What you have to do –
Reproduce the lines of the listing below verbatim, beginning with the line that contains "I'd appreciate your help finding the white line" and ending with the line that contains "[63,68,66,70]", both included.
** BEGIN Dataset records **
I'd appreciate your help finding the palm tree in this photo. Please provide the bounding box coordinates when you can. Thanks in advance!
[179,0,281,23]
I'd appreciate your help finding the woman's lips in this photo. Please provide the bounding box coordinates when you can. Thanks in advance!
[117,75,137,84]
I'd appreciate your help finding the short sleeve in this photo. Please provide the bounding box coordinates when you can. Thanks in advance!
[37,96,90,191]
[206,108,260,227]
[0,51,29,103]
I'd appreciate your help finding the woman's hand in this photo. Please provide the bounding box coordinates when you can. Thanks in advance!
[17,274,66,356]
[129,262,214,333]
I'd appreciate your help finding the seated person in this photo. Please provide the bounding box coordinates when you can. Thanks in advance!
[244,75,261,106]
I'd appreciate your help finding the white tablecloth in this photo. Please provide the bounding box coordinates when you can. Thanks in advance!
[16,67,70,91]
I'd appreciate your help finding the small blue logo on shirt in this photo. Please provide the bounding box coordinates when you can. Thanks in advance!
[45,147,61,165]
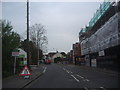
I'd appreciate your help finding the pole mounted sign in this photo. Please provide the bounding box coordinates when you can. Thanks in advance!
[20,66,32,78]
[12,49,19,74]
[20,66,32,76]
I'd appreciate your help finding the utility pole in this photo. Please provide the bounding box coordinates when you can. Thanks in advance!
[27,0,30,67]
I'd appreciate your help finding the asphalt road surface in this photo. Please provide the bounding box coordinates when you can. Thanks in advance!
[26,64,119,90]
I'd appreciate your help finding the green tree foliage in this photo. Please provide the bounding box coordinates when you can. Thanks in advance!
[21,40,43,64]
[0,20,20,77]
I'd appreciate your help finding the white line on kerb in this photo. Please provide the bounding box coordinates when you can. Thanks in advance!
[66,70,70,73]
[100,87,106,90]
[71,75,79,82]
[43,67,47,73]
[63,68,66,70]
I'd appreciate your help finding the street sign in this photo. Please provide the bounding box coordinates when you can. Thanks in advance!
[12,52,19,56]
[20,66,32,76]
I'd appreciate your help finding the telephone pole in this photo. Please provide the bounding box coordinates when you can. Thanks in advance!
[27,0,30,67]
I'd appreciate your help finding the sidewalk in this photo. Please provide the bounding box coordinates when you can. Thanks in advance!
[2,65,44,88]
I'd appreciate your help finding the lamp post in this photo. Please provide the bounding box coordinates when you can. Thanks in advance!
[27,0,30,67]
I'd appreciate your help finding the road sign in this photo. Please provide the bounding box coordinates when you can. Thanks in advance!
[12,52,19,56]
[20,66,32,76]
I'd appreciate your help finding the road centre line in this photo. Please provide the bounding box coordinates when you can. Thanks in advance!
[71,75,79,82]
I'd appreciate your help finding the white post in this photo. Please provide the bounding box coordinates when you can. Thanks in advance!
[14,56,16,74]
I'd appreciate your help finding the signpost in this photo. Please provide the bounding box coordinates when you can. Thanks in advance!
[12,49,19,74]
[20,66,32,78]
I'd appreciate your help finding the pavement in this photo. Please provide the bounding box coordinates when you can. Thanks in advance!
[63,64,120,76]
[2,64,44,89]
[2,64,118,90]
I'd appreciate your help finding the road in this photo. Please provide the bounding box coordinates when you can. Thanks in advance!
[26,64,119,90]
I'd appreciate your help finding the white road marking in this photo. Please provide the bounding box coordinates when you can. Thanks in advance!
[86,79,90,82]
[43,67,47,73]
[77,74,84,78]
[71,75,79,82]
[100,87,106,90]
[84,87,88,90]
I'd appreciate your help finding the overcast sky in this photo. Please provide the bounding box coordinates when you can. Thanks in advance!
[2,2,101,53]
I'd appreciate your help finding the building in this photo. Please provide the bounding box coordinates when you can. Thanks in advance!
[79,1,120,70]
[16,48,27,66]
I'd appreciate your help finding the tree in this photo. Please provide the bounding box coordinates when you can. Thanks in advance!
[30,24,48,52]
[0,20,20,76]
[21,39,43,64]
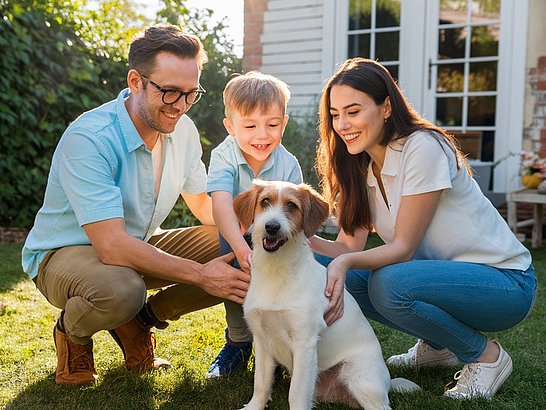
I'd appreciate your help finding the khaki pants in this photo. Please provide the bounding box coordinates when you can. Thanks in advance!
[36,226,223,344]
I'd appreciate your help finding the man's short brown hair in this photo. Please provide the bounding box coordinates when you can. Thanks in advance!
[129,25,207,75]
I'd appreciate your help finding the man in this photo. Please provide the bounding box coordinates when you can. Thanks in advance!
[22,26,250,385]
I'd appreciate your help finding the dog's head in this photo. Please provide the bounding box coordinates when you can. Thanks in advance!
[233,180,329,252]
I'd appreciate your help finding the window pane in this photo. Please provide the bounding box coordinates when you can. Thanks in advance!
[375,0,400,27]
[468,96,496,126]
[375,31,400,61]
[349,0,372,30]
[468,61,497,91]
[436,64,464,93]
[472,0,501,23]
[470,25,500,57]
[347,34,371,58]
[438,28,466,59]
[436,97,463,127]
[439,0,467,24]
[451,131,483,159]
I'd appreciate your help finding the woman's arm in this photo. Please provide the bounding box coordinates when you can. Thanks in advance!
[332,190,442,270]
[309,229,368,258]
[324,190,442,325]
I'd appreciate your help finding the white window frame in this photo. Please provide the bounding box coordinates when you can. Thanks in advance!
[328,0,529,192]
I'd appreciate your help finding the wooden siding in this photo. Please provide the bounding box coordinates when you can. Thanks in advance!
[260,0,324,116]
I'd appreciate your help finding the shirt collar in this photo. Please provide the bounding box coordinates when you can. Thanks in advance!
[367,137,407,187]
[116,88,144,152]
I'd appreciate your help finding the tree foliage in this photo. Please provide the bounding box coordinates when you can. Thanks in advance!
[0,0,240,228]
[0,0,125,227]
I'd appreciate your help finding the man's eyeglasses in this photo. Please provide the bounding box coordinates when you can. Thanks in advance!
[140,74,207,105]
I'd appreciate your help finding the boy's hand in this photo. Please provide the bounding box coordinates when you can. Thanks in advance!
[235,246,252,274]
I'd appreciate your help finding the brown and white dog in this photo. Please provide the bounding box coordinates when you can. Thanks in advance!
[234,181,419,410]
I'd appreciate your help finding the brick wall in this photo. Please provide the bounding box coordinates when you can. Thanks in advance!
[243,0,268,73]
[525,56,546,158]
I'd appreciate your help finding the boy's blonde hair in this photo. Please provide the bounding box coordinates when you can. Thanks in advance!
[224,71,290,120]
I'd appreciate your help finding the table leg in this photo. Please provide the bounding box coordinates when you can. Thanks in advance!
[532,204,542,249]
[506,201,518,234]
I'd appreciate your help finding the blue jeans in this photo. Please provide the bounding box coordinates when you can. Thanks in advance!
[315,254,537,363]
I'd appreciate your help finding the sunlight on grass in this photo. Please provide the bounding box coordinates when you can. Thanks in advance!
[0,244,546,410]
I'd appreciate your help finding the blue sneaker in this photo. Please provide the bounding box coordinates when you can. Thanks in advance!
[207,342,252,378]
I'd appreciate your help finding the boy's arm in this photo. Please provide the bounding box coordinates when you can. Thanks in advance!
[211,191,251,273]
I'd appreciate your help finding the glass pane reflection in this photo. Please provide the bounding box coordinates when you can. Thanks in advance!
[439,0,467,24]
[468,96,497,126]
[470,25,500,57]
[436,64,464,93]
[375,0,401,27]
[375,31,400,61]
[438,28,466,59]
[436,97,463,127]
[471,0,501,23]
[348,34,371,58]
[349,0,372,30]
[468,61,497,91]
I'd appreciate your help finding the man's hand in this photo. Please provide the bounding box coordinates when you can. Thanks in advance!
** END Dataset records **
Response to the exercise –
I'd appreciate your help finding the white line on kerb in this photo. Please provide the bounding box coordinates when you can. Thanks in advance!
[66,70,70,73]
[100,87,106,90]
[71,75,79,82]
[43,67,47,73]
[63,68,66,70]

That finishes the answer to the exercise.